◆ **Tasks to carry out**:
1. According to the Demetri Marchessini article, how much money did he give to the UK Independence Party during 2013?
2. Continue the article about Demetri Marchessini from where it stops.

◆ **Selected extract**:
──────────

- Born: 20 July 1934 Athens, Greece
- Died: 6 March 2016 (aged 81)
- Education: Williams College; Harvard Law School;
- Occupation: Businessman;
- Spouse: Lucinda Roberts ​ ​(m. 1961, divorced)​
- Children: 4
- Website: www.marchessini.co.uk

= Demetri Marchessini =

Greek businessman

Demetri P. Marchessini (20 July 1934 – 6 March 2016) was a Greek businessman. He was among the largest donors to the UK Independence Party and gave £15,000 to the party during 2013. He died on 6 March 2016.

== Personal life ==

Born in Athens, he was educated at Williams College, Massachusetts, and at Harvard Law School, Harvard. He married Lucinda Hilary Roberts, a daughter of Owen Roberts and sister of the former Camilla, Countess Erne (first wife of Henry Crichton, 6th Earl Erne), in 1961. They lived first in New York, and then in London with their four daughters, Lucinda (who married Patrick Lawrence, 5th Baron Trevethin), Cassandra, Atalanta and Tatiana Marchessini.

He lived in Wilton Crescent, Belgravia, London.

== Political views ==

Marchessini has published polemical works. Modern Myths: And The Realities Behind Them (1997) arguing against certain politically correct opinions. Women In Trousers was a photo-essay on women's fashion which aroused much controversy when it was published, and received critical coverage in several newspapers. Liz Hoggard in The Observer describing it as "offensive, outdated, misogynistic claptrap." He wrote: "Women know that men don't like trousers, yet they deliberately wear them". According to him: "This is hostile behaviour - they are deliberately dressing in a way that is opposite to what men would like. It is behaviour that flies against common sense, and also flies against the normal human desire to please."

A later book, Scams & Hypocrisies looked at perceived popular myths. On his blog, Marchessini has written that unmarried mothers are "naughty girls" who deserve a "smack" and that date rape accusations can only be meaningless because without a "violent act it is difficult to know whether any rape took place".

──────────

[Stored data]

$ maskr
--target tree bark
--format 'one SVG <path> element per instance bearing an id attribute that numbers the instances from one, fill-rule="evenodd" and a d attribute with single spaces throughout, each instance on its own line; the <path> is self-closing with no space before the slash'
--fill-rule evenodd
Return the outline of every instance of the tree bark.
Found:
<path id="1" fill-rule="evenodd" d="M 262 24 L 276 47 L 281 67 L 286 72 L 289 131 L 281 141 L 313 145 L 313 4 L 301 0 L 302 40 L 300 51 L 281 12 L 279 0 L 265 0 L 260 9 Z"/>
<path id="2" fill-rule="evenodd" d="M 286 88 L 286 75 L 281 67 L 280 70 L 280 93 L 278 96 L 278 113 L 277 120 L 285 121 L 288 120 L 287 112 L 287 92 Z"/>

──────────

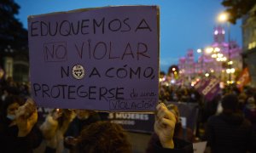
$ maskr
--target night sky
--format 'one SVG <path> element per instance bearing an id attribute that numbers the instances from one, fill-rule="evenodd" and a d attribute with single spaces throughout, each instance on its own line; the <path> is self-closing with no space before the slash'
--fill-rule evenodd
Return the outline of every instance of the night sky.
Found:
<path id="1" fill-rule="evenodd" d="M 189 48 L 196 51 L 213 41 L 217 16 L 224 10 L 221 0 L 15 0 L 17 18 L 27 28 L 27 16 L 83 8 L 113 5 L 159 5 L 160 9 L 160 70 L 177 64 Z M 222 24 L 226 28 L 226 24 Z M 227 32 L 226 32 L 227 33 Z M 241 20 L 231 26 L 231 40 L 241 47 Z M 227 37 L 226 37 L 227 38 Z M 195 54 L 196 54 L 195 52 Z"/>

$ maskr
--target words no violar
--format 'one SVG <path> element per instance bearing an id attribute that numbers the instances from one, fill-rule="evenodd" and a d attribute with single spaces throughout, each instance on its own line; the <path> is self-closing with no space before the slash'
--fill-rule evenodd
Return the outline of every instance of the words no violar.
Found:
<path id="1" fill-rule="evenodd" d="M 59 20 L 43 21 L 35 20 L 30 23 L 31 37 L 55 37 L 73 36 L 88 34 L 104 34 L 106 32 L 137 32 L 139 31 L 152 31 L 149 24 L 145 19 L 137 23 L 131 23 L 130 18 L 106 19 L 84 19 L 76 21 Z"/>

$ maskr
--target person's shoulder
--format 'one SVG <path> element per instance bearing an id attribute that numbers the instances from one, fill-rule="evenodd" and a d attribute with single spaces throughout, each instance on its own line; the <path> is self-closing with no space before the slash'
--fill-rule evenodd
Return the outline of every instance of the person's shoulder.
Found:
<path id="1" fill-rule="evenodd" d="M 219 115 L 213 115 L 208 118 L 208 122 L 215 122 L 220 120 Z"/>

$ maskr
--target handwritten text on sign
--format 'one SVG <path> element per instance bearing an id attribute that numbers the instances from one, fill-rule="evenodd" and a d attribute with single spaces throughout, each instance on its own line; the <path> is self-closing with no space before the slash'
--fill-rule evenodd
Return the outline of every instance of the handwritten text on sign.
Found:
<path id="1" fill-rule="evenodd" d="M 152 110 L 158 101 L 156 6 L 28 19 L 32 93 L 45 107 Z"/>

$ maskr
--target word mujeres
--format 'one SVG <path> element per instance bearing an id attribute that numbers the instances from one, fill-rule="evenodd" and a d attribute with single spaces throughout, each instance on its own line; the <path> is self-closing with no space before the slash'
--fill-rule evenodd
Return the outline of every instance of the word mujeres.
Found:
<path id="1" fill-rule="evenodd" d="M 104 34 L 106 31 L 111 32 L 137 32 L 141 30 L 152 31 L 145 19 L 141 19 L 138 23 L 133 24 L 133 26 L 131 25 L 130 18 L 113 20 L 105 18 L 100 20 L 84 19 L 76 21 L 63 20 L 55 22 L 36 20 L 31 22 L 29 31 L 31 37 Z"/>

──────────

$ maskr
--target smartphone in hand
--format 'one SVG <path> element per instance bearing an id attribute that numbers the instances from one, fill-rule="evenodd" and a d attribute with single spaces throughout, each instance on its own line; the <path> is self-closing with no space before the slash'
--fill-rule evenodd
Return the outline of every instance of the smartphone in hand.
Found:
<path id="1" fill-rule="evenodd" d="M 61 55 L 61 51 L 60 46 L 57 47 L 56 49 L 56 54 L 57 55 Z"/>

──────────

◆ **Results of the exercise**:
1. £15,000.

2.
On 28 January 2014, The Daily Telegraph published an advertisement by Marchessini, in effect a comment piece which took the form of an 'open letter to Libby Purves'. in which he criticised the 'pro-gay' opinions of The Times columnist and dismissed her opposition to the government policies of Russia's Vladimir Putin on this issue which she had expressed in an article on 20 January. Responding, Purves was quoted in the London Evening Standard: "He is free to approve of the beatings and hangings of young men across the world in the name of what he considers religion. In the same spirit, I am free to say he is a loony."

In 2013, Marchessini made donations totalling £10,000 to the UK Independence Party, ultimately the sixth largest donor to the party that year. Following criticism of his views in 2013, he stated he would no longer give money to UKIP: "There's been such a fuss about what I've given it's a bore." At the time of the Telegraph advertisement, a UKIP spokeswoman said that Marchessini had severed his connection with the party after the organisation had "publicly opposed the crazy female trouser-wearing comments."

===Channel 4 News interview===
In the run-up to the 2014 European Parliament election, Michael Crick of Channel 4 News interviewed Marchessini, in what Crick believed was the businessman's first ever television interview. Contrary to earlier reports, UKIP had continued to solicit donations from him, and a further donation of £5,000 (in addition to the previously admitted £10,000) had been made on 24 December 2013.

In the interview, Marchessini also asserted that homosexuals are motivated by lust rather than love, said that rape was impossible within a marriage, and reasserted his opinions about women wearing trousers. According to him, only skirts excite men and he advocated a ban on the practice of women wearing trousers.

== Bibliography ==
- Marchessini, Demetri (1997). "Modern myths & the realities behind them"
- Marchessini, Demetri (2003). "Women In Trousers: A Rear View" (photographs by Adrian Mott)
- Marchessini, Demetri (2010). "Scams & Hypocrisy: The Cancer of Our Age."